Exercise: You are to retype exactly the line with "of the rifle" and every line after it in the entries below.

(Records from a dataset)
========
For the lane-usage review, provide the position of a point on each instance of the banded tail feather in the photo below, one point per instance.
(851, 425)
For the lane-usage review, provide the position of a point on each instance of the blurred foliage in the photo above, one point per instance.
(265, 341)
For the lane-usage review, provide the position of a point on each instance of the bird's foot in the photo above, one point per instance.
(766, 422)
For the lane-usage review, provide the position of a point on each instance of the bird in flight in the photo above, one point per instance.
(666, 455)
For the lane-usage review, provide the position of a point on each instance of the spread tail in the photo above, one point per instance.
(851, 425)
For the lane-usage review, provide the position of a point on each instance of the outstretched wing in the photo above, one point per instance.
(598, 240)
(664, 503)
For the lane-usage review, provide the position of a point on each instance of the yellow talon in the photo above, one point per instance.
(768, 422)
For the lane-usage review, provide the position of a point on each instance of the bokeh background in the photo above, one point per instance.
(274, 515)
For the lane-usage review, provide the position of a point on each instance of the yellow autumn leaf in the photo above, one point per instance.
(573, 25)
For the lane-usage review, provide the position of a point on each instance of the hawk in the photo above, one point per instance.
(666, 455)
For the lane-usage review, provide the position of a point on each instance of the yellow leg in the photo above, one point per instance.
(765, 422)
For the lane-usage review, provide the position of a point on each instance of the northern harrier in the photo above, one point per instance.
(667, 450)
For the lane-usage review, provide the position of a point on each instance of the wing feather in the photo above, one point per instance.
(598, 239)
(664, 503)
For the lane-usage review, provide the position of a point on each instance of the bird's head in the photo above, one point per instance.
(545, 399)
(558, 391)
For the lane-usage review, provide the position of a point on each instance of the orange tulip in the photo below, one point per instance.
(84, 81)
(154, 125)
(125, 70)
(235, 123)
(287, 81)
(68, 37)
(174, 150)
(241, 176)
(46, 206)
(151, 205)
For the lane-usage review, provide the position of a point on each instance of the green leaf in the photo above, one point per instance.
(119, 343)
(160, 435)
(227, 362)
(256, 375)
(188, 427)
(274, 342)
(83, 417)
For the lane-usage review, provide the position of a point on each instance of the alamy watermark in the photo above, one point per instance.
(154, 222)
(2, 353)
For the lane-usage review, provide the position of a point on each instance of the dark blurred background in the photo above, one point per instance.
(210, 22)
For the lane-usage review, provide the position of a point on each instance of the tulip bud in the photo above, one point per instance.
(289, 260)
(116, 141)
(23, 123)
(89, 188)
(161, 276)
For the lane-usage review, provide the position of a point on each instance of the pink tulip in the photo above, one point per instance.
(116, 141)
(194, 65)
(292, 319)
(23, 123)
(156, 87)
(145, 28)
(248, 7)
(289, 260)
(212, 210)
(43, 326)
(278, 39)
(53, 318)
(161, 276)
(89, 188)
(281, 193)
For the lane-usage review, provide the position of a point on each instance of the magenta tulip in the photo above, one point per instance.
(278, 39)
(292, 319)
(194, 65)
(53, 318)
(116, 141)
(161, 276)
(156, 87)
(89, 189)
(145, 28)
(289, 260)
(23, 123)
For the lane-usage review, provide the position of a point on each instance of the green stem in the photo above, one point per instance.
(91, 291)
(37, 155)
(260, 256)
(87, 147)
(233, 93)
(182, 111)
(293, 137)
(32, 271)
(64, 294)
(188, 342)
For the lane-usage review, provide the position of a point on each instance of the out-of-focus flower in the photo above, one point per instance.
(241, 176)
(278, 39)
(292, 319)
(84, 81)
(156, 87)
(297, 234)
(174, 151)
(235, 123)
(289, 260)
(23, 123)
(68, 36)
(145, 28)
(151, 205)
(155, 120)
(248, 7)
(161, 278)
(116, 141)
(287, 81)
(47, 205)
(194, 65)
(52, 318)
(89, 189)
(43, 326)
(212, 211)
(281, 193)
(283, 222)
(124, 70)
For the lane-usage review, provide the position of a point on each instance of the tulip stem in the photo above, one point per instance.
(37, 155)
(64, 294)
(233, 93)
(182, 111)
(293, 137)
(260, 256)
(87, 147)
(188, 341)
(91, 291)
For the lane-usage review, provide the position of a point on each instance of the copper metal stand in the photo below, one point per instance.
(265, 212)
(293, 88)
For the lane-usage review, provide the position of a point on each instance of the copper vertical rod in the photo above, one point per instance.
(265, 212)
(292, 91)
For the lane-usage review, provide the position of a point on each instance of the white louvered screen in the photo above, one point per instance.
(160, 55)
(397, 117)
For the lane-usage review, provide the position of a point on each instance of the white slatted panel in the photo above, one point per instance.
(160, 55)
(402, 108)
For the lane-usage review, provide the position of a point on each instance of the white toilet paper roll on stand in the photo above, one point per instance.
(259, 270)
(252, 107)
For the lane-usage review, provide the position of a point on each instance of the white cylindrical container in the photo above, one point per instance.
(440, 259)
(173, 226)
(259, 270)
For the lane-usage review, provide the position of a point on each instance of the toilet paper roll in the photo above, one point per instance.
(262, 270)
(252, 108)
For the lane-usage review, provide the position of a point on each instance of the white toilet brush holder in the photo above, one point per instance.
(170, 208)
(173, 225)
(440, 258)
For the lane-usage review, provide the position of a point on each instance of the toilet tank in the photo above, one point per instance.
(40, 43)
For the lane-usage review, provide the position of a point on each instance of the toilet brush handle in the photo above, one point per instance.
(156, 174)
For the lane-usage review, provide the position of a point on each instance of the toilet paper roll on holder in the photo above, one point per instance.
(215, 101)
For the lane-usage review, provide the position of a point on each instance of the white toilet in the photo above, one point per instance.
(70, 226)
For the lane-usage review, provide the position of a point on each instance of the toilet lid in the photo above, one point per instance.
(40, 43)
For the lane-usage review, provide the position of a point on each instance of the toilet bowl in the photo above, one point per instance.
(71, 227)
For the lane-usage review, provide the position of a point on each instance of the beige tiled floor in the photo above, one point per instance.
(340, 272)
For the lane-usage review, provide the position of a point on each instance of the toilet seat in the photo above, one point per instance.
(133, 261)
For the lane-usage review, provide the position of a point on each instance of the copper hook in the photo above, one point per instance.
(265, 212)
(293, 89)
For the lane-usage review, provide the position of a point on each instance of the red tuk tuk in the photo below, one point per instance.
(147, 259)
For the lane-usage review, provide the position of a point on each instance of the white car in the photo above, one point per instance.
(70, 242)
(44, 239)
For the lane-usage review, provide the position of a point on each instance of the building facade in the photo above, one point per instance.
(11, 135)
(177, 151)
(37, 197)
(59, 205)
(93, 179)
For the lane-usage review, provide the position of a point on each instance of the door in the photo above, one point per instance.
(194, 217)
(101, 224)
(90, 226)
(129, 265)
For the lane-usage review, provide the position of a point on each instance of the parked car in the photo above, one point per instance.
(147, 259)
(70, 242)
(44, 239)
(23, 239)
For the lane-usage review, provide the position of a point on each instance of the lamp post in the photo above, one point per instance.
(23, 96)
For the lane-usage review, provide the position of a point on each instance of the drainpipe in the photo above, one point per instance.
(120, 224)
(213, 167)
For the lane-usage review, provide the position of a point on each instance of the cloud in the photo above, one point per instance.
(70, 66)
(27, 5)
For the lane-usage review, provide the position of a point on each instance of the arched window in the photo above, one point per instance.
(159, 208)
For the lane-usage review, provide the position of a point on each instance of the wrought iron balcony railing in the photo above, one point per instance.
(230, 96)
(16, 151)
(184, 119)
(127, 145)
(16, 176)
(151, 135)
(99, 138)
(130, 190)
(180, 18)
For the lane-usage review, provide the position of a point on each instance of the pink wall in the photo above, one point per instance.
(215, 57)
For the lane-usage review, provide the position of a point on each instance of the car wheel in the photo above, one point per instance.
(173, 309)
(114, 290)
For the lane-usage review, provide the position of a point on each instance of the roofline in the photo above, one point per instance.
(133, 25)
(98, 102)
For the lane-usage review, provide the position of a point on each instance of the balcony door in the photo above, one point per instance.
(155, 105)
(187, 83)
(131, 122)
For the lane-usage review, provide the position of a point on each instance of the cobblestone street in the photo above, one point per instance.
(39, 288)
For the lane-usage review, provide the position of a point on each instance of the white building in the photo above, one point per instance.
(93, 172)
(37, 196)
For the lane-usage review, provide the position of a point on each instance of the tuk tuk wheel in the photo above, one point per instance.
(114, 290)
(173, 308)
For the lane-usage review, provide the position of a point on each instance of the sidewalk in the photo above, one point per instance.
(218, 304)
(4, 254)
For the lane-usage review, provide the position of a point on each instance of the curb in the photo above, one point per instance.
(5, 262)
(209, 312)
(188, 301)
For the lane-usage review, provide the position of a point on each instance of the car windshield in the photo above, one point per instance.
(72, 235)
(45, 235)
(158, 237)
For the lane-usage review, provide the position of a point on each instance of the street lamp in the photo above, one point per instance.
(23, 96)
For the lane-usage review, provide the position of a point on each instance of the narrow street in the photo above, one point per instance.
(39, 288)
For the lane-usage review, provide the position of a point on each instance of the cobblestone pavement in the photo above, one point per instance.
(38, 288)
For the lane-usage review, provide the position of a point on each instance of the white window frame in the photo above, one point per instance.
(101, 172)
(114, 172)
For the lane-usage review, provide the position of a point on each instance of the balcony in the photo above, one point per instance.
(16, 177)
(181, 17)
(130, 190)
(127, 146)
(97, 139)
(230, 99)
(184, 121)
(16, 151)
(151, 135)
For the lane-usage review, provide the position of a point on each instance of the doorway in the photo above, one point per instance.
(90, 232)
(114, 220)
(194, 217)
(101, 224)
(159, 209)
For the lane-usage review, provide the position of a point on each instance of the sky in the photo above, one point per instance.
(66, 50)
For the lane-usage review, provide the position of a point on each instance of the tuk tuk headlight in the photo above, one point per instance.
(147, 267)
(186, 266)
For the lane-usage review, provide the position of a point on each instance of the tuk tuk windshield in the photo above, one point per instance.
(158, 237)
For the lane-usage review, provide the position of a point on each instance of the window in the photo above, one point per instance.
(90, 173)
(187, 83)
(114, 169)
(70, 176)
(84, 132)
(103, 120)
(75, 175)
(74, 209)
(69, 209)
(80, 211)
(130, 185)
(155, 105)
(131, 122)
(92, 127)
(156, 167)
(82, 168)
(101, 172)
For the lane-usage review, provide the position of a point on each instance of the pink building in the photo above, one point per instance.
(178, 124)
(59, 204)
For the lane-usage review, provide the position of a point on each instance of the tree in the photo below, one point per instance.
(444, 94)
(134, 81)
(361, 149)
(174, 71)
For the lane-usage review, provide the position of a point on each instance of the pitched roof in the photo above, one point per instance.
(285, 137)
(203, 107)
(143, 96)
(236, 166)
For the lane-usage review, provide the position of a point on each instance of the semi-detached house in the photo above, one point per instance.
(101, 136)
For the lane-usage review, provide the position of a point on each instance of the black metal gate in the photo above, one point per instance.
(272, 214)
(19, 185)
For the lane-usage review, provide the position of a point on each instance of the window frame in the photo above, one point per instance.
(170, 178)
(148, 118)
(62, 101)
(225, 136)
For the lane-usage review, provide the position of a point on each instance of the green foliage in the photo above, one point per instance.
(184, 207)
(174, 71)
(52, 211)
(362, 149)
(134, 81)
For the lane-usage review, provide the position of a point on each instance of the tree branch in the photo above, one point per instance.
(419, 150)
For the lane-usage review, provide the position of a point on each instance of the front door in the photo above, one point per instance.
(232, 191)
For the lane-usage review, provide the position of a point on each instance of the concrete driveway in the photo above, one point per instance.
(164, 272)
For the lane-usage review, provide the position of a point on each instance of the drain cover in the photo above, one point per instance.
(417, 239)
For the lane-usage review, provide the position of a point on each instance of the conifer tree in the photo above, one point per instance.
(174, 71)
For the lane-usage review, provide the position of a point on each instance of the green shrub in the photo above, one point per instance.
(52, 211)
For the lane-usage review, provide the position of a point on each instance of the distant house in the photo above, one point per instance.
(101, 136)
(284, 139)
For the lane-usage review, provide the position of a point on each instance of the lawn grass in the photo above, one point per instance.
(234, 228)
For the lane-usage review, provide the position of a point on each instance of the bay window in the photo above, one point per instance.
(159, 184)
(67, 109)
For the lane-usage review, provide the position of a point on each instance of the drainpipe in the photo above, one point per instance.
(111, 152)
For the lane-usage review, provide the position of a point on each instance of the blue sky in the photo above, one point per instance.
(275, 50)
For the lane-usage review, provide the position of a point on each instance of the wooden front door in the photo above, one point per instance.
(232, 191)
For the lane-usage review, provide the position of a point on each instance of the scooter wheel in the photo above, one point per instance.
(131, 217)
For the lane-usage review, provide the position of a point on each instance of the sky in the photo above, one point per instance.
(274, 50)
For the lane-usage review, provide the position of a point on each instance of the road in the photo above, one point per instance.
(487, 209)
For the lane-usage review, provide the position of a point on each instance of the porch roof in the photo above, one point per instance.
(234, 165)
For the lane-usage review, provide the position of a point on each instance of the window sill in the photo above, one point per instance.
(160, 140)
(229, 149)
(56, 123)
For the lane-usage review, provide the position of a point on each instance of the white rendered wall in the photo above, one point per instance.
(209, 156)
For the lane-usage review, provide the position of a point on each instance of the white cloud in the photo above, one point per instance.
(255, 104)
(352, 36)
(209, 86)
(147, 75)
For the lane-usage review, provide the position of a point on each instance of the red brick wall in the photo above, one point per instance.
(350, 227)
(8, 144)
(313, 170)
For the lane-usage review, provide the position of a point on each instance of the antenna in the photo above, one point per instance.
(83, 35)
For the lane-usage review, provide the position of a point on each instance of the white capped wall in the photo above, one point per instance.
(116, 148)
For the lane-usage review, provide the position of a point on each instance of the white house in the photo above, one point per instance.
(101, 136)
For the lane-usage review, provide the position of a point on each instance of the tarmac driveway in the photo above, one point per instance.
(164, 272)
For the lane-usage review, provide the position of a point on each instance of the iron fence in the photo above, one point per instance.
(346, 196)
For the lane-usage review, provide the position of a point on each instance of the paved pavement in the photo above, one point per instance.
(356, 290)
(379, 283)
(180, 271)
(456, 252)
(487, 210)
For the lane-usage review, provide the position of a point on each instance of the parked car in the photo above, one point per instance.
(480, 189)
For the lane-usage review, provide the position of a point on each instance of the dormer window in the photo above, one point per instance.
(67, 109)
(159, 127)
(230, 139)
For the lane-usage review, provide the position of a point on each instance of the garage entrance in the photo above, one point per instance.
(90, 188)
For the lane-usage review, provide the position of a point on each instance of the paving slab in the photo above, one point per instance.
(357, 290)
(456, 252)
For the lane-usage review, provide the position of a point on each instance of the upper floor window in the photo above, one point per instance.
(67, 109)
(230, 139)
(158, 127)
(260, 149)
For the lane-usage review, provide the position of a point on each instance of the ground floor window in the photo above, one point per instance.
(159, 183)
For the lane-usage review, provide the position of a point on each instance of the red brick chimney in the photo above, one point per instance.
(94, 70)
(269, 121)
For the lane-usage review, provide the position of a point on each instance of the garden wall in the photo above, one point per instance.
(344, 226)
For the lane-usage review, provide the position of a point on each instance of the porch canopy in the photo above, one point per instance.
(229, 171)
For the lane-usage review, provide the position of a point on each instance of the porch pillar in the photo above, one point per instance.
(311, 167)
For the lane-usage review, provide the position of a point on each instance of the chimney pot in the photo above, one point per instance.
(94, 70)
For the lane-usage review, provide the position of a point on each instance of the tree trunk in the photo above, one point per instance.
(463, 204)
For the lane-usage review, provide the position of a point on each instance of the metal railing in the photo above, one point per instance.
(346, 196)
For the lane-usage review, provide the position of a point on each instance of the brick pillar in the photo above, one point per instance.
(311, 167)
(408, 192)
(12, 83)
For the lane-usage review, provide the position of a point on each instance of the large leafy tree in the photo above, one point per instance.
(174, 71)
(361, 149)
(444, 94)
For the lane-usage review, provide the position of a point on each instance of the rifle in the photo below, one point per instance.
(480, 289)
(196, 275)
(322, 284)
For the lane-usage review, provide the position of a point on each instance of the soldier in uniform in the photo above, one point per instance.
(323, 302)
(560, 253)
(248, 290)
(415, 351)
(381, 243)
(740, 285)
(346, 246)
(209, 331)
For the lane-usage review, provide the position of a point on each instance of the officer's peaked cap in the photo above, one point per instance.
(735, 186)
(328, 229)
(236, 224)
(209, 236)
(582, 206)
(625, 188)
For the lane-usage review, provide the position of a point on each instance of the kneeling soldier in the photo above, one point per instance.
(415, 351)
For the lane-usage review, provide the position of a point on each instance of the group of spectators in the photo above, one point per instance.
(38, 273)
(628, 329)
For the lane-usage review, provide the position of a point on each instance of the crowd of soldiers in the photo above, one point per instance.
========
Final answer:
For the lane-usage review, provide the position of a point on each instance of the rifle in the photo below, one point per instance.
(480, 289)
(196, 275)
(322, 284)
For the lane-usage review, provide the position of a point on each instance of the soldier in uniform in the photo above, one point per instance.
(323, 302)
(560, 253)
(248, 290)
(415, 351)
(381, 243)
(740, 285)
(346, 246)
(209, 331)
For the lane-usage review, provide the position of a point on each instance of the officer's peaked cap in the photo above, one point per instance.
(735, 186)
(328, 229)
(236, 224)
(209, 236)
(582, 206)
(625, 188)
For the lane-usage review, provide the position of a point on each instance of the kneeling soldier in the photo above, one point per instance.
(415, 351)
For the lane-usage review, provide the position of a point on each instance of the group of spectators in the photo above, one point per instance.
(38, 273)
(628, 329)
For the lane-usage review, provide the position of a point on each instance of the crowd of soldiers in the photo above, one point per instance.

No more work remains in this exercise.